Give the listing again in full, exactly as written.
-------- Exercise input
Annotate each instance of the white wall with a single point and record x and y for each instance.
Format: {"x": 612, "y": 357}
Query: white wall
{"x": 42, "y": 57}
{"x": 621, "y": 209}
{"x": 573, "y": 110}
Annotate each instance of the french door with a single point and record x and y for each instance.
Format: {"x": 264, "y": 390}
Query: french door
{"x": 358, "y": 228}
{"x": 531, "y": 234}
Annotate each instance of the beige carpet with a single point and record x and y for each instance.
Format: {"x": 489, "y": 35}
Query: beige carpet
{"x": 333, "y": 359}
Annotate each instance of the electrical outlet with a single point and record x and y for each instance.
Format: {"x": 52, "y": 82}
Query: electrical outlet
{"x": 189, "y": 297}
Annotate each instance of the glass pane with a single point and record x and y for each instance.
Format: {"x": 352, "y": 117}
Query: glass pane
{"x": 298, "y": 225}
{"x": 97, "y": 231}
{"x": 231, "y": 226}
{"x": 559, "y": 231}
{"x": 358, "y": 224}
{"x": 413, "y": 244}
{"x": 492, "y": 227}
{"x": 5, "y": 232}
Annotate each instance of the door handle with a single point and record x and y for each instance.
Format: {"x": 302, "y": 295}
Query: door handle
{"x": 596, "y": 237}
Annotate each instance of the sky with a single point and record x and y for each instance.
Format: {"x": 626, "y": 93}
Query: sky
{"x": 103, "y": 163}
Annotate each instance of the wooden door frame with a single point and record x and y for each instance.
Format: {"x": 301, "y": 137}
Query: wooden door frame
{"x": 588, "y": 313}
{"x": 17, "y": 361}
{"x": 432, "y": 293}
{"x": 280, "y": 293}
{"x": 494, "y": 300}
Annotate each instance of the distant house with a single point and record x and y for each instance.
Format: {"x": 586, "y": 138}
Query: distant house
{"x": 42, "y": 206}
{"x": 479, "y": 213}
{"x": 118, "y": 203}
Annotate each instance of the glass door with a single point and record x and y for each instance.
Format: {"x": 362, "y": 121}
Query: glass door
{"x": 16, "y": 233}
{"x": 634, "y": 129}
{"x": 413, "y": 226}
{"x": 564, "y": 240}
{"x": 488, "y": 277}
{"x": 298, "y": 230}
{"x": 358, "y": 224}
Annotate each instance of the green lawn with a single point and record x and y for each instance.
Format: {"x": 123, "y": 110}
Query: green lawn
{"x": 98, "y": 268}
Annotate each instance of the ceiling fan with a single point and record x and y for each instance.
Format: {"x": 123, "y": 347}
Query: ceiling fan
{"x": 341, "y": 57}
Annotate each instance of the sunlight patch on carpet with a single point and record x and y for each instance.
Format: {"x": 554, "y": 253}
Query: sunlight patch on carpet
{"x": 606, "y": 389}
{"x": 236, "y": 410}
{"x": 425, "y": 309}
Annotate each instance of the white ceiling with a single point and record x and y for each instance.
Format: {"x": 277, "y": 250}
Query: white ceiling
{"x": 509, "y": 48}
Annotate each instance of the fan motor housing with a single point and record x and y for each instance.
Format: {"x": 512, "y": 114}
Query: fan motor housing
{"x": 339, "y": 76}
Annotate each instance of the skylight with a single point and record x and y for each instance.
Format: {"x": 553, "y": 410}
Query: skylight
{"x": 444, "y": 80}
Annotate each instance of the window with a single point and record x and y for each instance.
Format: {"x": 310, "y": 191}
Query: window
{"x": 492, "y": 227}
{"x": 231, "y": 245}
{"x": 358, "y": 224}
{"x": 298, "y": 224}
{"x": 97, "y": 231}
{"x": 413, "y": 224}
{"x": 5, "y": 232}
----------------
Exercise output:
Annotate each instance of the white wall with a single point and record x and y for each instance.
Format: {"x": 612, "y": 357}
Query: white wall
{"x": 42, "y": 57}
{"x": 621, "y": 209}
{"x": 573, "y": 110}
Annotate each instance of the french door with a single point and record x and y for each instance.
Format: {"x": 264, "y": 390}
Query: french door
{"x": 358, "y": 228}
{"x": 531, "y": 234}
Annotate each instance of the beige carpet with a single point and record x and y for each instance.
Format: {"x": 489, "y": 35}
Query: beige carpet
{"x": 333, "y": 359}
Annotate each instance of the electrical outlet with a single point and record x and y for each instance.
Format: {"x": 52, "y": 82}
Query: electrical outlet
{"x": 189, "y": 297}
Annotate each instance of the glass pane with a single point and record x and y for each instance.
Format: {"x": 352, "y": 117}
Query: glass pane
{"x": 298, "y": 225}
{"x": 97, "y": 231}
{"x": 231, "y": 226}
{"x": 559, "y": 231}
{"x": 358, "y": 224}
{"x": 413, "y": 244}
{"x": 492, "y": 227}
{"x": 5, "y": 232}
Annotate each instance of the door handle with a single point and record x and y for each instance.
Format: {"x": 302, "y": 295}
Query: door handle
{"x": 596, "y": 237}
Annotate each instance of the sky with a single point and record x and y for each instance.
Format: {"x": 626, "y": 93}
Query: sky
{"x": 103, "y": 163}
Annotate each instance of the wooden door frame with a single point and record x and y for each instance.
Format: {"x": 301, "y": 137}
Query: wooden door frame
{"x": 588, "y": 313}
{"x": 17, "y": 361}
{"x": 432, "y": 293}
{"x": 280, "y": 293}
{"x": 494, "y": 300}
Annotate each instance of the distant house with a single point and record x and y for each instance.
Format: {"x": 586, "y": 138}
Query: distant house
{"x": 42, "y": 206}
{"x": 479, "y": 213}
{"x": 118, "y": 203}
Annotate each instance of the glass door with a single point and record x and y for each instance.
Format: {"x": 362, "y": 121}
Query: glass door
{"x": 16, "y": 233}
{"x": 634, "y": 129}
{"x": 413, "y": 226}
{"x": 564, "y": 240}
{"x": 488, "y": 277}
{"x": 298, "y": 230}
{"x": 358, "y": 224}
Annotate each instance of the green lawn with a single point and record x and y for each instance.
Format: {"x": 123, "y": 110}
Query: green lawn
{"x": 98, "y": 268}
Annotate each instance of the ceiling fan with a single point and record x and y for each instance.
Format: {"x": 123, "y": 347}
Query: ceiling fan
{"x": 341, "y": 57}
Annotate each instance of the sunlight patch on carpet with a single point and record x and y for each instance.
Format: {"x": 554, "y": 253}
Query: sunlight patch on carpet
{"x": 606, "y": 389}
{"x": 236, "y": 410}
{"x": 425, "y": 309}
Annotate each instance of the white ceiling with a single point and record x and y for each instance.
Format: {"x": 277, "y": 250}
Query: white ceiling
{"x": 509, "y": 48}
Annotate each instance of the fan motor housing with a single point and record x and y for each instance.
Format: {"x": 512, "y": 114}
Query: fan motor housing
{"x": 339, "y": 76}
Annotate each instance of the skylight with a single point and record x and y for each instance.
Format: {"x": 553, "y": 410}
Query: skylight
{"x": 444, "y": 80}
Annotate each instance of the window with a single point and record x and y for each instance.
Format: {"x": 310, "y": 191}
Query: window
{"x": 492, "y": 227}
{"x": 231, "y": 245}
{"x": 358, "y": 224}
{"x": 298, "y": 224}
{"x": 97, "y": 231}
{"x": 413, "y": 224}
{"x": 5, "y": 232}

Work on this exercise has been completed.